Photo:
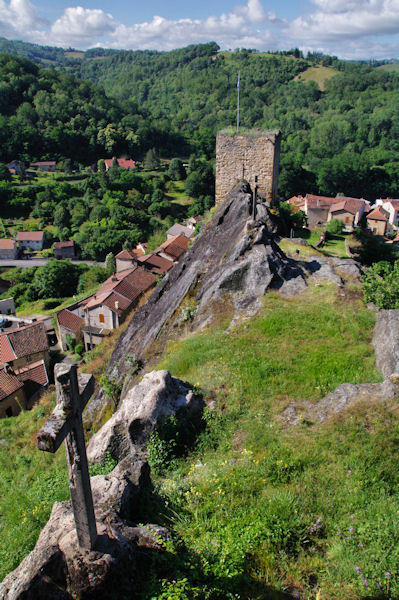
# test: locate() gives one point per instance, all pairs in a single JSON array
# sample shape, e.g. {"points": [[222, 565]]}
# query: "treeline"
{"points": [[342, 139], [45, 114], [109, 210]]}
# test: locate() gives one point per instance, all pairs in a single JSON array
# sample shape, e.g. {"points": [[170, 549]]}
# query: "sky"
{"points": [[349, 29]]}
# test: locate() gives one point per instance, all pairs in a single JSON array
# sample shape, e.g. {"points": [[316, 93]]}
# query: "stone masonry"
{"points": [[246, 155]]}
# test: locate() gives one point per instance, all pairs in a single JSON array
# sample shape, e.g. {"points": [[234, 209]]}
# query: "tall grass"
{"points": [[264, 508]]}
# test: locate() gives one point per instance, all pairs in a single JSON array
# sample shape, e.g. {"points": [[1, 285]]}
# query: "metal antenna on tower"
{"points": [[238, 101]]}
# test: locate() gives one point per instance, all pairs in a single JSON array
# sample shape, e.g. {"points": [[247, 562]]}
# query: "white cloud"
{"points": [[81, 26], [238, 28], [19, 17], [347, 28], [340, 21]]}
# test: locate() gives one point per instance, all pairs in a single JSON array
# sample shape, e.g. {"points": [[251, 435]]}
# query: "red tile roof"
{"points": [[68, 244], [395, 203], [313, 201], [7, 244], [9, 384], [116, 302], [6, 352], [27, 340], [35, 372], [157, 264], [27, 236], [129, 254], [69, 320], [178, 229], [141, 279], [108, 298], [122, 162], [350, 205], [378, 214]]}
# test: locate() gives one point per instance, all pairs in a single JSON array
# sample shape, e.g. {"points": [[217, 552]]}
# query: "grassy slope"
{"points": [[317, 74], [264, 508], [246, 500]]}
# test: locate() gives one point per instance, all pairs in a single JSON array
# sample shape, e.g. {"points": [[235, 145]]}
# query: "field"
{"points": [[266, 509], [317, 74], [263, 509]]}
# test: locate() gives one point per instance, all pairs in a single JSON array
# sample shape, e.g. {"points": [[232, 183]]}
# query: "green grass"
{"points": [[263, 508], [318, 74], [30, 481]]}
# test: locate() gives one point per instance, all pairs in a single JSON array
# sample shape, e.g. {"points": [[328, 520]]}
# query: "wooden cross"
{"points": [[65, 423]]}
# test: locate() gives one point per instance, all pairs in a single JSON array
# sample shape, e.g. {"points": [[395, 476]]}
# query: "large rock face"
{"points": [[386, 347], [57, 569], [143, 409]]}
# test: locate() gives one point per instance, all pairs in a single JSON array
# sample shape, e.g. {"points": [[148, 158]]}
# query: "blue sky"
{"points": [[353, 29]]}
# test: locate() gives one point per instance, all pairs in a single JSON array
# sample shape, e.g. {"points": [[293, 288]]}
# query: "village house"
{"points": [[15, 167], [173, 248], [43, 165], [31, 239], [377, 220], [64, 250], [24, 358], [349, 211], [125, 259], [178, 229], [7, 306], [193, 221], [12, 394], [108, 308], [321, 209], [123, 163], [155, 264], [69, 326], [392, 208], [8, 249]]}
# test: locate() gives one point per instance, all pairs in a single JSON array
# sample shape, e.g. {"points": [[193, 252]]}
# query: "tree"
{"points": [[56, 279], [110, 263], [5, 174], [335, 226], [176, 169], [151, 160], [381, 284]]}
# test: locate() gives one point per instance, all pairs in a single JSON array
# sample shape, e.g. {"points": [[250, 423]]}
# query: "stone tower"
{"points": [[250, 154]]}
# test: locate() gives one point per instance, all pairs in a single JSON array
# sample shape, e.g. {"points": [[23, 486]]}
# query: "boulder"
{"points": [[142, 410]]}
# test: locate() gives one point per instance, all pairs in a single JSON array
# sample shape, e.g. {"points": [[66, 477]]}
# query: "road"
{"points": [[38, 262]]}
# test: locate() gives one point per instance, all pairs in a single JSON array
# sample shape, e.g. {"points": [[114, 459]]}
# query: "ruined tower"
{"points": [[248, 154]]}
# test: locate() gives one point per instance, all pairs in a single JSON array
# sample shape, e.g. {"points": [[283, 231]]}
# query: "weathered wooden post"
{"points": [[65, 423]]}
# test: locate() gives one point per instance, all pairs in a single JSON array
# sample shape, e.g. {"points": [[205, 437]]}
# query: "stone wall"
{"points": [[246, 156]]}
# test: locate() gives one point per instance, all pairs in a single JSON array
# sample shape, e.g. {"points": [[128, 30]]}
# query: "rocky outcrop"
{"points": [[143, 409], [57, 568], [386, 347]]}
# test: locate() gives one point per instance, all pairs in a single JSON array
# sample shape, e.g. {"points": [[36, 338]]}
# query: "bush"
{"points": [[79, 349], [335, 226], [381, 284]]}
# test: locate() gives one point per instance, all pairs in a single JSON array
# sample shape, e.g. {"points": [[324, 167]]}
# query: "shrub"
{"points": [[335, 226]]}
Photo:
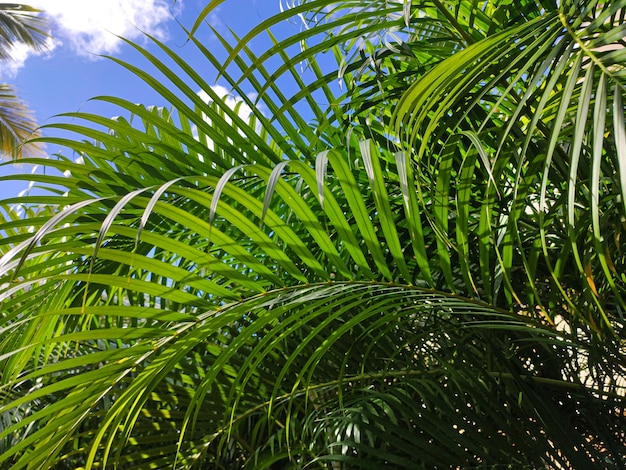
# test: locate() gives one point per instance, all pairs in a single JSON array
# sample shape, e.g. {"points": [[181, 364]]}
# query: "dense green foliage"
{"points": [[413, 259], [19, 25]]}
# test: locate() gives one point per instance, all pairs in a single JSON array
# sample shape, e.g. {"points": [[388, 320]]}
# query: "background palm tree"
{"points": [[414, 260], [19, 24]]}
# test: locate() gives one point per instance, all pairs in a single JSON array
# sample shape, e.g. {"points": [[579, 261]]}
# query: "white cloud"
{"points": [[19, 54], [232, 101], [91, 27]]}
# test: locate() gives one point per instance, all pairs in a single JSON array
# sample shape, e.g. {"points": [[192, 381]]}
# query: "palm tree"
{"points": [[19, 24], [413, 260]]}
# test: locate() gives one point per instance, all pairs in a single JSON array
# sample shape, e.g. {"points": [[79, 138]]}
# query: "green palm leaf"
{"points": [[425, 270]]}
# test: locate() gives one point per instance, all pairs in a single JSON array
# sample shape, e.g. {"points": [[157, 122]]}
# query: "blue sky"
{"points": [[71, 72]]}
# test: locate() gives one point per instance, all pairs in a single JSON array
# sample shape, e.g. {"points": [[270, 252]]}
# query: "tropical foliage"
{"points": [[19, 25], [410, 253]]}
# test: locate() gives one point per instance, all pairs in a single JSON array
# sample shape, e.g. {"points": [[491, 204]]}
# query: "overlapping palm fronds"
{"points": [[413, 259]]}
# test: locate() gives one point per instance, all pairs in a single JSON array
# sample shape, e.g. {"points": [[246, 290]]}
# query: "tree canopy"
{"points": [[408, 253]]}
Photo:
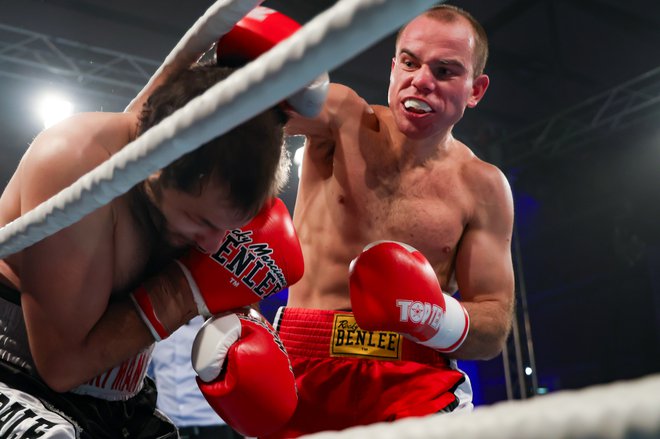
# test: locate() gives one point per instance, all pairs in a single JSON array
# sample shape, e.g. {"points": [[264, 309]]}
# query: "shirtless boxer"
{"points": [[375, 173], [80, 310]]}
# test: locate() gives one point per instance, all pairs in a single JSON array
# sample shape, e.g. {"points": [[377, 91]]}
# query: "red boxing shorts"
{"points": [[347, 376]]}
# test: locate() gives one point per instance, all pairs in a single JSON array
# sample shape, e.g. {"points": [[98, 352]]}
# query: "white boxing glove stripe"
{"points": [[202, 309], [454, 328], [212, 343]]}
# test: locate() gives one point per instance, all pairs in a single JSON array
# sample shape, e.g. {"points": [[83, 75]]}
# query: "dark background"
{"points": [[572, 117]]}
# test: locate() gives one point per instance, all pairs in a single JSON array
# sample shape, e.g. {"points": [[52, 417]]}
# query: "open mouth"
{"points": [[416, 106]]}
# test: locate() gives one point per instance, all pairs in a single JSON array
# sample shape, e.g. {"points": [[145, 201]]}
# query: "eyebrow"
{"points": [[443, 62], [209, 223]]}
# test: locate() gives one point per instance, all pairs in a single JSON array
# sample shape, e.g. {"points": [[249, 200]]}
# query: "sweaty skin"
{"points": [[396, 173], [74, 284]]}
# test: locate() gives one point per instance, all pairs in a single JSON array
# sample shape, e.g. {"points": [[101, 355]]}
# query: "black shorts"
{"points": [[29, 408]]}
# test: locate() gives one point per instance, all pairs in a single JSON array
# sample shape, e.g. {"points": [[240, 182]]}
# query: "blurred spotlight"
{"points": [[52, 108]]}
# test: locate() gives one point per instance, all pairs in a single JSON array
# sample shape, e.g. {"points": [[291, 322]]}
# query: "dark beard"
{"points": [[153, 225]]}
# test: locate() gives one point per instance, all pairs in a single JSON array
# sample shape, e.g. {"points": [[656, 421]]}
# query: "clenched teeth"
{"points": [[416, 105]]}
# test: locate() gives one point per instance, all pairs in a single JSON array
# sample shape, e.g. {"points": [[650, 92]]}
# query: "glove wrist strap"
{"points": [[453, 329]]}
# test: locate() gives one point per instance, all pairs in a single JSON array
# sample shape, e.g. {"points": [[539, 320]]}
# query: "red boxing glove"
{"points": [[244, 373], [394, 288], [253, 262], [258, 32]]}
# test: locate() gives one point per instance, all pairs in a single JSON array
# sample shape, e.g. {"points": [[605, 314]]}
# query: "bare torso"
{"points": [[125, 241], [362, 187]]}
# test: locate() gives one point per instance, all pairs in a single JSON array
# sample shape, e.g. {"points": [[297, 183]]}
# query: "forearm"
{"points": [[65, 362], [490, 324]]}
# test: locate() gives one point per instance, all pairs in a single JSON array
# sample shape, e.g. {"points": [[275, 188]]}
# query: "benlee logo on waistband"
{"points": [[348, 340]]}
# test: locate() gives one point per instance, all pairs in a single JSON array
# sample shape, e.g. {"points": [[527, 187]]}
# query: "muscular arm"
{"points": [[67, 279], [484, 270]]}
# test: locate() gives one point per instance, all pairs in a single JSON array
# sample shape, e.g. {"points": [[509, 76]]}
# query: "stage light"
{"points": [[53, 108]]}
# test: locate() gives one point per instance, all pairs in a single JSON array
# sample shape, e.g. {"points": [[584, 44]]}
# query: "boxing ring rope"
{"points": [[325, 42], [621, 410]]}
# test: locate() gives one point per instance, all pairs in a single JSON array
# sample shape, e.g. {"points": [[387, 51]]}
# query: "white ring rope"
{"points": [[322, 44], [621, 410]]}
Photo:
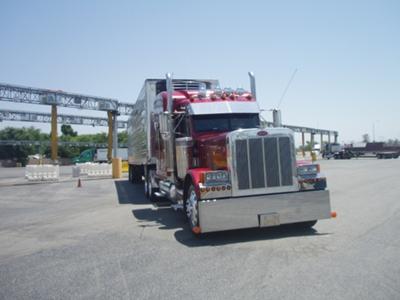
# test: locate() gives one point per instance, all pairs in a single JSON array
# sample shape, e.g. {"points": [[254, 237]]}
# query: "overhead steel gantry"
{"points": [[22, 94], [277, 122], [47, 143], [30, 116]]}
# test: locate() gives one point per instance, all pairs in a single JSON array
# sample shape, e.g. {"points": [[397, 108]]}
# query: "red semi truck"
{"points": [[203, 148]]}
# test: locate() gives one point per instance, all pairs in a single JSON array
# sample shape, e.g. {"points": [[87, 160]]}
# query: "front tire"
{"points": [[192, 209]]}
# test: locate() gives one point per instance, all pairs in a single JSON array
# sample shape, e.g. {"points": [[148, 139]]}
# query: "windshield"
{"points": [[225, 122]]}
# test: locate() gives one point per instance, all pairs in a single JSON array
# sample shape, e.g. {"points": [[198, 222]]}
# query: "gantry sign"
{"points": [[55, 98], [30, 116]]}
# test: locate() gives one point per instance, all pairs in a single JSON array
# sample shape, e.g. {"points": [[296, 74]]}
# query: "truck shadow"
{"points": [[243, 235], [161, 215]]}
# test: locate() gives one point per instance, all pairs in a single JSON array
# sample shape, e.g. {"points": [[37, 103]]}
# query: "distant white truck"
{"points": [[99, 155]]}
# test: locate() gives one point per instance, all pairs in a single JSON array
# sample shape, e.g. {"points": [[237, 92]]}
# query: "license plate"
{"points": [[271, 219]]}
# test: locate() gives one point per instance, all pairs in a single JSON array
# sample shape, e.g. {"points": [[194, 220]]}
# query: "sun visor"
{"points": [[223, 107]]}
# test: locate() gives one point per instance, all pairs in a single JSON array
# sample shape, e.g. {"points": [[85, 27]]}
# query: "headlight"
{"points": [[308, 170], [216, 177]]}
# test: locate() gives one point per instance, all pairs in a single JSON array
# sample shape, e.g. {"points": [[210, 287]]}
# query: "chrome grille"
{"points": [[264, 162]]}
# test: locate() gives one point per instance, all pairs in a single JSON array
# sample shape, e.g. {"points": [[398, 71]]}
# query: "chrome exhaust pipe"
{"points": [[170, 161], [252, 84], [276, 118], [170, 90]]}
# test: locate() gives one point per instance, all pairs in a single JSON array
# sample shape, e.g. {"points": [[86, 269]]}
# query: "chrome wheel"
{"points": [[191, 207]]}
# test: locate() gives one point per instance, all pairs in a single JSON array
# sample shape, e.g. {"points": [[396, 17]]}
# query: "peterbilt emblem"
{"points": [[262, 133]]}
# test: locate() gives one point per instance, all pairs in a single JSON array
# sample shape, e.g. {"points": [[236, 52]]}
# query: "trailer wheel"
{"points": [[306, 225], [192, 209]]}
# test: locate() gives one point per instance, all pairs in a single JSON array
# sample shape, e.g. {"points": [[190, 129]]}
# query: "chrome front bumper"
{"points": [[265, 210]]}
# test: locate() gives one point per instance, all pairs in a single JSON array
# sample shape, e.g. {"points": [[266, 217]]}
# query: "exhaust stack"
{"points": [[276, 118], [170, 144], [170, 91], [253, 84]]}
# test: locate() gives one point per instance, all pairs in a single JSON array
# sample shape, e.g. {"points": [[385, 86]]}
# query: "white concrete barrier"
{"points": [[42, 172]]}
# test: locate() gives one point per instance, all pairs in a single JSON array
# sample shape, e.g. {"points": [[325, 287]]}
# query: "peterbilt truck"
{"points": [[202, 147]]}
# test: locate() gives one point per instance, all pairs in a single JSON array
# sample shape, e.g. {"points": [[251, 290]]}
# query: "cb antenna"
{"points": [[287, 87]]}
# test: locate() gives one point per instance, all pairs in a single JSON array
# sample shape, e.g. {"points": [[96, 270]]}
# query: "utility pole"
{"points": [[54, 143]]}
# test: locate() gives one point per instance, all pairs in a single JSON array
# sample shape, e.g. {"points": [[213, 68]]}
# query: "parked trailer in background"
{"points": [[99, 155], [203, 148], [375, 149]]}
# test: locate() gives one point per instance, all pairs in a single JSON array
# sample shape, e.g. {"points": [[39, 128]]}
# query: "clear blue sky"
{"points": [[347, 54]]}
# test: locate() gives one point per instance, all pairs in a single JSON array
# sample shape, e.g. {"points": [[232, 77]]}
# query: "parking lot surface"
{"points": [[105, 240]]}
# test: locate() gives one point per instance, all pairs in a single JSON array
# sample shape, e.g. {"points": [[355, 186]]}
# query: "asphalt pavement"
{"points": [[105, 241]]}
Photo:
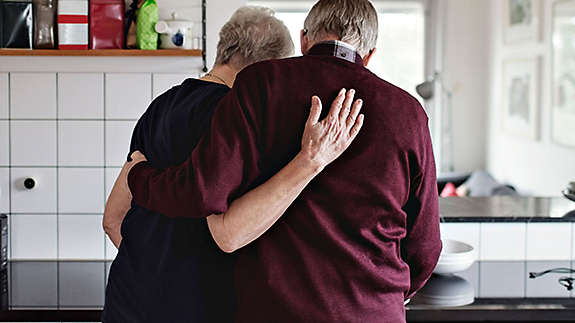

::::::

AIM:
State how many lines of the material above contain the string "glove", counting only matches with the same case. Give the number alone.

EXERCISE RESPONSE:
3